- Data excerpts
- - - -

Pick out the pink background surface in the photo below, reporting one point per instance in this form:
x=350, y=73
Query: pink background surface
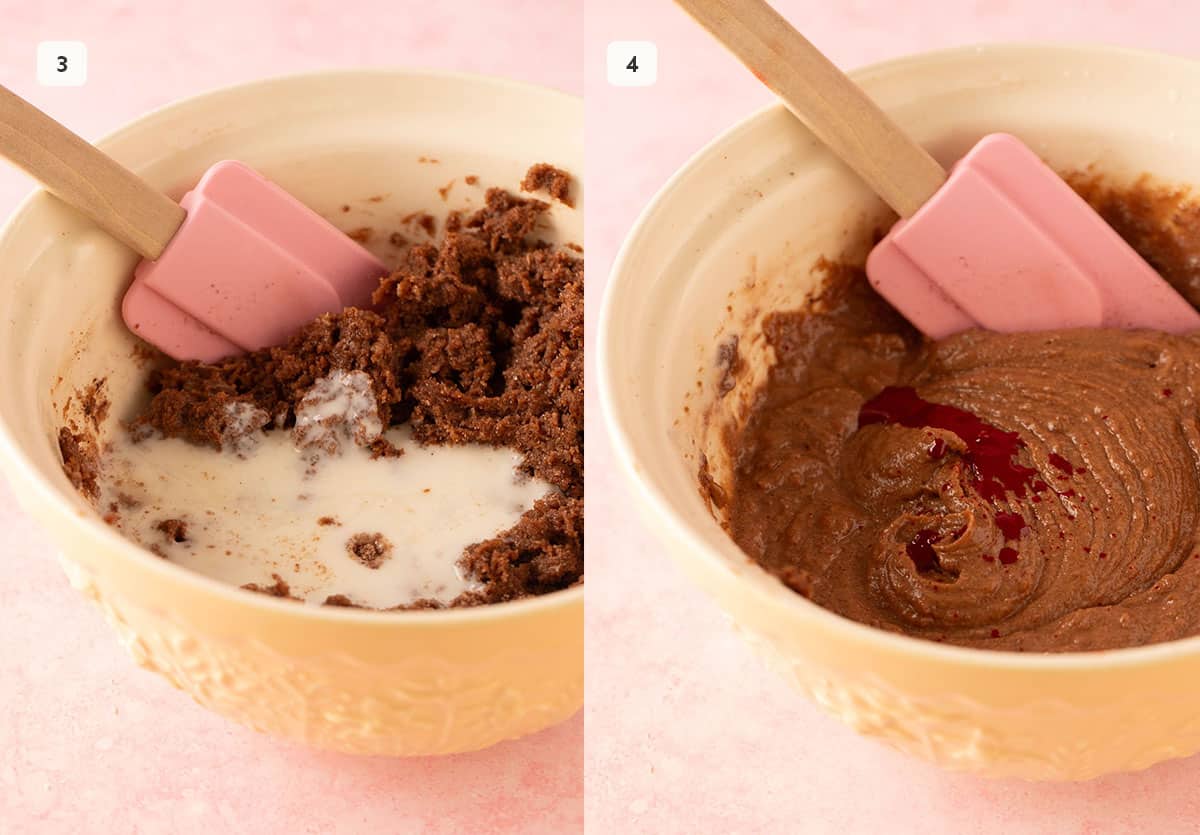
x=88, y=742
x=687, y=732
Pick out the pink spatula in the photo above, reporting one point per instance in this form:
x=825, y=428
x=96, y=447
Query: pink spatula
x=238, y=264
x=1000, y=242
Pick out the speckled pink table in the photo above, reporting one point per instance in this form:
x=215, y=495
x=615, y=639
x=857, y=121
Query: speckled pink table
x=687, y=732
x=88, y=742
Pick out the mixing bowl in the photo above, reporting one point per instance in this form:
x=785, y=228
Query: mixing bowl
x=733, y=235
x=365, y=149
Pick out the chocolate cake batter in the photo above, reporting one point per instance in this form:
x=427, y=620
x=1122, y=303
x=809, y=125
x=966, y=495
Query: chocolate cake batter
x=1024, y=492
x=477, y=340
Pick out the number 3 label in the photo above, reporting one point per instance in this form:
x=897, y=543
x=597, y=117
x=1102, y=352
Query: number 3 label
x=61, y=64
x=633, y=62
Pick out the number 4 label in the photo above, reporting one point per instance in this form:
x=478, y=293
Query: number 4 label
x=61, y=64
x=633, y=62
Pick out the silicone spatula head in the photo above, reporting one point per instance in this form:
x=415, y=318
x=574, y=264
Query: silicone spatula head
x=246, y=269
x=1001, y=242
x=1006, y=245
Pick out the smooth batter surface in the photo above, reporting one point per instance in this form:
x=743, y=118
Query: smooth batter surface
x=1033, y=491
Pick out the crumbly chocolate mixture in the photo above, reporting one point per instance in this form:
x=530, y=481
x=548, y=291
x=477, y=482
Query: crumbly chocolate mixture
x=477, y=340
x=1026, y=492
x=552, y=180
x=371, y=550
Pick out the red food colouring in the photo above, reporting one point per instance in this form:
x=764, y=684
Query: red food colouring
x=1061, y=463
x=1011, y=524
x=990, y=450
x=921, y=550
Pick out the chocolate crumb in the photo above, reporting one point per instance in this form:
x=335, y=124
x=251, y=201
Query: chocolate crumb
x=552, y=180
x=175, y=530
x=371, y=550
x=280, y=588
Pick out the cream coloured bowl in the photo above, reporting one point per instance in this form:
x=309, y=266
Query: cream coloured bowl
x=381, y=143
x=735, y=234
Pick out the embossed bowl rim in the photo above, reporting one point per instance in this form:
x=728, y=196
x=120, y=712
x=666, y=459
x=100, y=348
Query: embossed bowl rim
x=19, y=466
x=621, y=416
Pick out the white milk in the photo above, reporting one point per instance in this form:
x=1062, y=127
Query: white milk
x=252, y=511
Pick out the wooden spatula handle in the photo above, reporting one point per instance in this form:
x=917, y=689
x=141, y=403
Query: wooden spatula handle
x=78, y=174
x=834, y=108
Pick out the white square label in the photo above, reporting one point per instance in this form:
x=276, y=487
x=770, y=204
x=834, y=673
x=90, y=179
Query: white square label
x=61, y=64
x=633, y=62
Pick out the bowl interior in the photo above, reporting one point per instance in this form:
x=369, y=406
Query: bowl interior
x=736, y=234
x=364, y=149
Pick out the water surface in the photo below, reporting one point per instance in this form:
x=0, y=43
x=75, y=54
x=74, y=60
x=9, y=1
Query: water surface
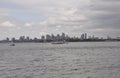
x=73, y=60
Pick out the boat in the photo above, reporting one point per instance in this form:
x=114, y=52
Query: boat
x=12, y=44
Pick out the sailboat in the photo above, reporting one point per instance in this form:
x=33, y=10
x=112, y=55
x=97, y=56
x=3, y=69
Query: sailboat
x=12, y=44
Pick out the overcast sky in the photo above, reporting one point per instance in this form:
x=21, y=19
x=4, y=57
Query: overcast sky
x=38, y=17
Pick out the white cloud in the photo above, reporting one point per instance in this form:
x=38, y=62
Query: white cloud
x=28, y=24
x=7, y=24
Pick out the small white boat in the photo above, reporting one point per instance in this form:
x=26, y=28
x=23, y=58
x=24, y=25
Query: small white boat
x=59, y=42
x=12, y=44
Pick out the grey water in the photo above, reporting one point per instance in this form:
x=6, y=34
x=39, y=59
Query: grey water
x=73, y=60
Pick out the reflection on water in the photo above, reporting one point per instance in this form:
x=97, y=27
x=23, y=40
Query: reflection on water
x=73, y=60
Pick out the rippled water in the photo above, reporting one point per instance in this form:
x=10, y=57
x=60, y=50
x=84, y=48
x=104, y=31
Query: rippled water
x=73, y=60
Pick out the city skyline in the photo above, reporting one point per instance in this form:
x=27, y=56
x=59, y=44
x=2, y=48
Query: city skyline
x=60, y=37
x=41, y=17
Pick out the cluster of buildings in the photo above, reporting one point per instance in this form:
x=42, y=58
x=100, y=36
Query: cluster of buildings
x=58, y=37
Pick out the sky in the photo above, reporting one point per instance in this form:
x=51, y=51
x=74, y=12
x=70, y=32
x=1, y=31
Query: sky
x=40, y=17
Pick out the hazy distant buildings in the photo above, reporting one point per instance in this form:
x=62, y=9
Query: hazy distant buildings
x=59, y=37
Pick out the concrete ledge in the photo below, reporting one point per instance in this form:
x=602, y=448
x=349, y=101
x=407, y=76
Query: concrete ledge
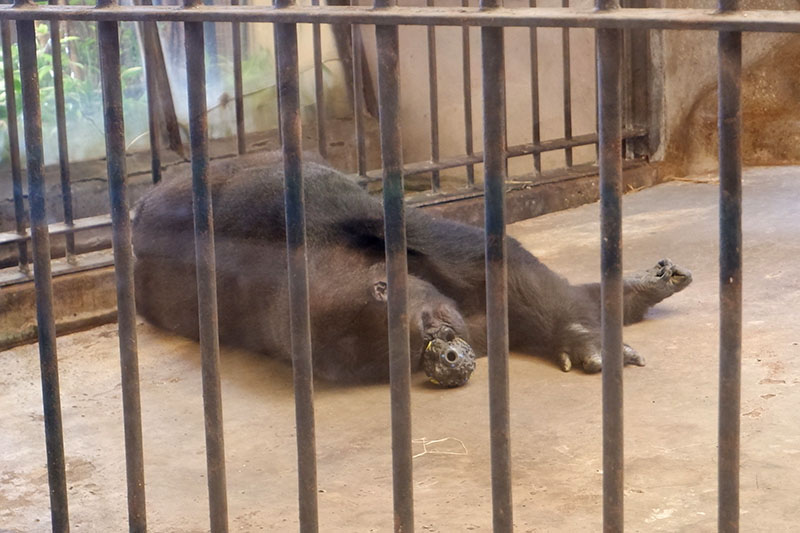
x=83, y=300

- - - -

- Given exercise
Leave out the pictures and repeat everything else in the records exactly.

- Solution
Pick out the pink background surface in the photo below, reporting one point per instance in this form:
x=350, y=73
Query: pink background surface
x=88, y=742
x=687, y=732
Pick out the pink spatula in the photo above, reporting one point per instance in this form:
x=825, y=428
x=96, y=447
Query: pink spatula
x=238, y=264
x=1000, y=242
Pick out the speckled pink table in the photo above, reporting one point per instance in this form:
x=215, y=495
x=615, y=639
x=857, y=121
Query: speckled pink table
x=687, y=732
x=88, y=742
Pick out the mixing bowl in the photo above, reporting one point per instance in this form:
x=785, y=228
Query: mixing bowl
x=733, y=235
x=365, y=149
Pick out the chocolate cake batter in the photo above, reporting one point per instance in this form:
x=427, y=620
x=1122, y=303
x=809, y=125
x=966, y=495
Query: chocolate cake batter
x=1024, y=492
x=477, y=340
Pick out the number 3 label in the photo above, reporting one point per instance in this form:
x=897, y=543
x=597, y=117
x=1102, y=352
Query: number 3 label
x=61, y=64
x=633, y=62
Pick out the number 4 label in the photo above, reporting one point per instance in this form:
x=478, y=293
Query: number 4 label
x=61, y=64
x=633, y=62
Pick out the silicone spatula head in the photo above, reporting one point per instance in this form:
x=415, y=318
x=574, y=264
Query: silicone spatula head
x=246, y=269
x=1001, y=242
x=1006, y=245
Pick out the smooth batter surface in the photo above, reporting one point per instance in this form:
x=743, y=118
Query: smooth batter surface
x=1033, y=491
Pick out the crumbly chocolate mixture in the photo above, reporting one point per instance in this form:
x=530, y=481
x=548, y=291
x=477, y=482
Query: crumbly chocolate mixture
x=477, y=340
x=1026, y=492
x=552, y=180
x=371, y=550
Pick out the red food colouring in the photo above, reporting one point per instance in this form:
x=764, y=684
Query: red food colouring
x=1061, y=463
x=1011, y=524
x=990, y=450
x=921, y=550
Pick out the chocolate crumb in the photo above, reporting one point per instance in this form:
x=335, y=124
x=251, y=201
Query: chocolate crumb
x=552, y=180
x=175, y=530
x=371, y=550
x=280, y=588
Pick out the cream coloured bowl in the photo above, reporting one point per instance in this form:
x=309, y=266
Query: cream coloured bowl
x=381, y=143
x=735, y=234
Pick out the embossed bowl rim in the photo above, reporting one point per instance in this form:
x=728, y=196
x=120, y=712
x=666, y=459
x=100, y=348
Query: embossed bowl rim
x=19, y=466
x=621, y=416
Pick out the white milk in the photo above, reporting one point per instance in this form:
x=1062, y=127
Query: white milk
x=252, y=511
Pick out the wooden spatula handle in the photo above, reporting one point per instance in this form:
x=917, y=689
x=141, y=403
Query: wooden spatula handle
x=78, y=174
x=834, y=108
Pick out the white square label in the photo above, reporting one point per instance in this form:
x=276, y=487
x=770, y=204
x=834, y=673
x=90, y=179
Query: white square label
x=61, y=64
x=633, y=62
Pick out the bowl interior in the photo above, reporting one point per instance in this form:
x=369, y=406
Query: bowl interior
x=736, y=234
x=364, y=149
Pick out the water surface in the photo below, reporting one point per instance in this form:
x=0, y=43
x=75, y=54
x=74, y=60
x=9, y=1
Query: water surface
x=73, y=60
Pick out the boat in the photo above, reporting one point per instance in this form:
x=114, y=52
Query: boat
x=12, y=44
Pick out the sailboat in the photo above, reporting one point per instance in this form:
x=33, y=10
x=112, y=55
x=97, y=56
x=3, y=69
Query: sailboat
x=12, y=44
Pick out the overcast sky in the photo above, reporting one point per instance in this form:
x=21, y=19
x=4, y=57
Query: overcast sky
x=38, y=17
Pick out the white cloud in the photo above, reporting one point per instance in this form:
x=38, y=62
Query: white cloud
x=28, y=24
x=7, y=24
Pick out the small white boat in the photo above, reporting one point per instance in this form:
x=26, y=28
x=23, y=58
x=24, y=25
Query: small white boat
x=59, y=42
x=12, y=44
Pick out the grey water in the photo above, reporting one point per instance in this form:
x=6, y=34
x=39, y=59
Query: grey water
x=73, y=60
Pick out the reflection on water in the photo above, reporting one point per instance in this form:
x=97, y=27
x=23, y=40
Query: reflection on water
x=73, y=60
Pick out the rippled water in the photo above, reporting one point per instance in this form:
x=10, y=57
x=60, y=50
x=84, y=48
x=104, y=31
Query: rippled water
x=73, y=60
Pick out the city skyline in the photo above, reporting one point per instance in this form:
x=27, y=56
x=59, y=44
x=2, y=48
Query: city skyline
x=60, y=37
x=41, y=17
Pick out the cluster of buildings in the photo above, reporting one point per instance in this form:
x=42, y=58
x=100, y=36
Query: cluster of buildings
x=58, y=37
Pick out the sky in the photo above, reporting one point per instance in this form:
x=51, y=51
x=74, y=12
x=70, y=32
x=1, y=31
Query: sky
x=40, y=17
Pick out the hazy distant buildings in the photo above, reporting one point per instance in this form:
x=62, y=9
Query: hazy distant buildings
x=59, y=37
Pick out the concrete ledge in the photo below, reporting one point per instance in this form:
x=602, y=448
x=349, y=101
x=407, y=76
Query: concrete ledge
x=83, y=300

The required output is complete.